** Start of Quoted text **

Bingeing on the Biennale’s Bellinis

For art’s sake: visitors mass on press day outside the Arsenale

Henry James once described Venice as infinitely sad; touchingly, agonisingly haunted by the loss of its own once great significance as one of the greatest maritime empires the world has ever known. And a journey after nightfall up the Grand Canal by Vaporetto Uno in the general direction of San Marco, starting at the miserably noisy and congested smash-and-grab mobbery of the Piazzale Roma, puts you in mind of why he might have judged the sometime Queen of the Adriatic quite so deflatingly almost one hundred and fifty years ago.

After all, is not this where the entire art world longs to be during the opening days of the 58th edition of the Venice Biennale, which is upon us this week? Wherein this sense of sadness then, on a cool early evening in May?

For the greater part of the lurching, serpentining journey up this ancient waterway, the majority of the palazzi which process for our delectation beside the water, one after another after another, are in darkness. No one’s home to turn on the lights. We cannot even observe for ourselves quite how wonderful they are. Where has Venice gone? Why is it not here to greet us, to accept the tribute of our admiration?

The story of the decline of this once great maritime empire, including its final and chaotic capitulation to a 27-year-old Corsican upstart called Bonaparte in 1797, has been told again and again. The current population of Venice is said to be between 10,000 and 50,000 – it entirely depends upon various factors, which might include the degree of pessimism of who you are asking, and where greater Venice itself is said to begin and end.

But during the press days of the Biennale, a feverish population of art professionals wings in from all over the known world to play, glad-hand, quaff bellinis and proseccos, stare at indigestible quantities of contemporary art, and, above all things else, recognise each other, flickeringly alive once again, and all prinked and pearled to the nines, tens and elevens, to the accompaniment of enormous outpourings of mutual self-satisfaction.

Where do you actually go to see all this stuff? (I mean the art, of course.) Traditionally there have been two important locations. The Gardini (public gardens) at the Eastern end of the island house the national pavilions of the old colonial masters: Great Britain, France, Germany, Italy, Belgium, Spain, Holland. Other muscle-flexers have snuck in here too: Japan, China, and Uncle Sam (with the teeny Israeli Pavilion quite neatly tucked into its armpit), for example.

** End of Quoted text **
** Start of Working data **

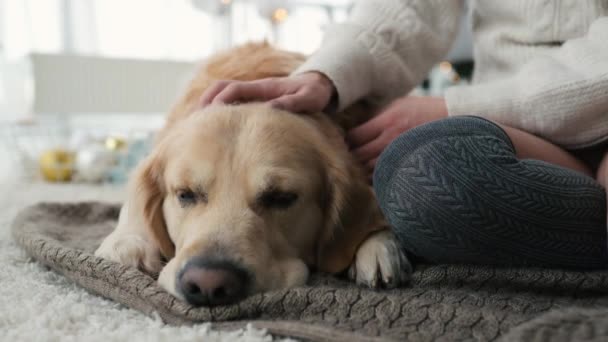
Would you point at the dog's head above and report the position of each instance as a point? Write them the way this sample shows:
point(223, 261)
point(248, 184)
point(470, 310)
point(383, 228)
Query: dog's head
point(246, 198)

** End of Working data **
** Start of Working data **

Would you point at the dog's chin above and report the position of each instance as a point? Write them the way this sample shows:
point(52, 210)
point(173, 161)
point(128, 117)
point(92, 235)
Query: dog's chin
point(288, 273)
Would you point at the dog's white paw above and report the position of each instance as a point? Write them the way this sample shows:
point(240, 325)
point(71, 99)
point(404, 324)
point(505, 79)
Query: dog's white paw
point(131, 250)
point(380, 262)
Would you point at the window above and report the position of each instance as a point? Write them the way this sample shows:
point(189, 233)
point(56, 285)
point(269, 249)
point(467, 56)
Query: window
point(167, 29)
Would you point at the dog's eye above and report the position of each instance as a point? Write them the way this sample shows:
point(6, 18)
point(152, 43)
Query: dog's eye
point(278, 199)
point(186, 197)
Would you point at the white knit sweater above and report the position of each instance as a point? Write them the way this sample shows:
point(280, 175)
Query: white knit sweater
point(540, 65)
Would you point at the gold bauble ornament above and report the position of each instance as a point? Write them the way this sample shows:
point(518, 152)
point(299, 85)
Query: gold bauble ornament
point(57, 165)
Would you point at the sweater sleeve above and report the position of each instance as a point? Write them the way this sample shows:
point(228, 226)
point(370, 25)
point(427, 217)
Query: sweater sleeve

** End of Working data **
** Start of Working data **

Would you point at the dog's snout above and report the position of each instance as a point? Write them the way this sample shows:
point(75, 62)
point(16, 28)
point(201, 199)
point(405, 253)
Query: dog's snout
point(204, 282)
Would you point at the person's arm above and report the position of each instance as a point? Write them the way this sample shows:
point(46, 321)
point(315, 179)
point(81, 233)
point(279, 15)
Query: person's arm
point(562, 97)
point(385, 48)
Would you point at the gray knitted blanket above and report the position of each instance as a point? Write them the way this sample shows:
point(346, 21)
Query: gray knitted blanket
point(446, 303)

** End of Working data **

Problems to solve
**1)** In the rows running from the line with "Would you point at the dog's head" up to and including the line with "point(246, 198)", swap "dog's head" for "cat's head" and give those lines again with everything else left as it is.
**2)** Carry on the piece about the Venice Biennale, beginning right after its final sentence.

The answers
**1)**
Would you point at the cat's head above and report the position of each instance as a point? Write them the way this sample shows:
point(223, 261)
point(248, 184)
point(470, 310)
point(383, 228)
Query: cat's head
point(246, 198)

**2)**
British journalists hurry straight to the GB pavilion to see how she is faring this time around. This year’s British representative is Cathy Wilkes, a maker of installations, who was born in Northern Ireland and lives in Glasgow. Sometimes the latest maker tears the building to bits in order to make his or her point as forcefully as possible. Cathy Wilkes has been fairly respectful of the spaces of this faux-antique villa that backs on to the dreamspace of the lagoon.

That faint aura of desolation: Cathy Wilkes at the British Pavilion,
photograph Ruth Dupré

In fact, her entire exhibition feels, tame, pallid, under-energised, and even slightly self-apologetic, as if indicative of a failure of nerve or vision. A sequence of installations brings together bits of domestic detritus, eyeless mannequins. Much of it is on the floor. It can be quite difficult to see. It seems to be drowning or dissolving in the too-much light cast up from the lagoon. The mood is one of lostness, bewilderment, life cast adrift on a storm-tossed sea; of where, who and why, and surely-oh-dear-not-me. Nothing quite arrests or allures. We simply don’t feel enough about what we are looking at.

Next door, Canada makes no effort whatsoever to make art of any kind within the confines of its glassy, spiky modernist pavilion. It shows us filmed interviews with ancient, icily moustachioed Inuits, all hard done to by the white man. The entire presentation is an extended act of abject apology, driven by guilt. Oh dear, oh dear, if only history had not been allowed to happen. Luckily, one of the interviewers once played a starring role in the original version of The Killing. The excitement of that recognition factor kicks in like a hoof in the cul. He looks as if he is freezing to death up there in those frozen wastes.

Sound and Fury at the Russian Pavilion. Photograph: Ruth Dupré

The Russian Pavilion, located just two or three skips and a jump down the hill, has turned a tad nationalistic. Its curator is Mikhail Piotrovsky, who has ruled over the Hermitage in Saint Petersburg – correction, he and his father before him – since clocks were first invented by the Chinese. At least, that’s how it seems. Both floors of the pavilion are dramatically alive with a celebration of museums in general and the Hermitage in particular. The story of Rembrandt’s ‘The Prodigal Son’ (one of the museums many masterpieces) is dramatically re-staged, with sculptural casts of the principal players emerging from the gloom. It’s a jumpy, hammily dramatic affair, with lights that flash, flames that spew, and even, downstairs, a lovely mechanical ballet, with much knee-flexing and floor-clattering from life-size mannesquins.

Looking for somewhere a little less agitated, a little more slowly and soberly serious in its attitude towards art, without the tiresome burden of undue solemnity? The finest single national presentation in the Giardini is in the United States Pavilion. African-American sculptor Martin Puryear is a modern master whose work is still too little known beyond the confines of his homeland. He is a meticulous hand-crafter of clean-lined sculptural objects, often in wood, which speak with restraint, elegance and subtlety, of matters of great political importance: freedom and bondage, for example.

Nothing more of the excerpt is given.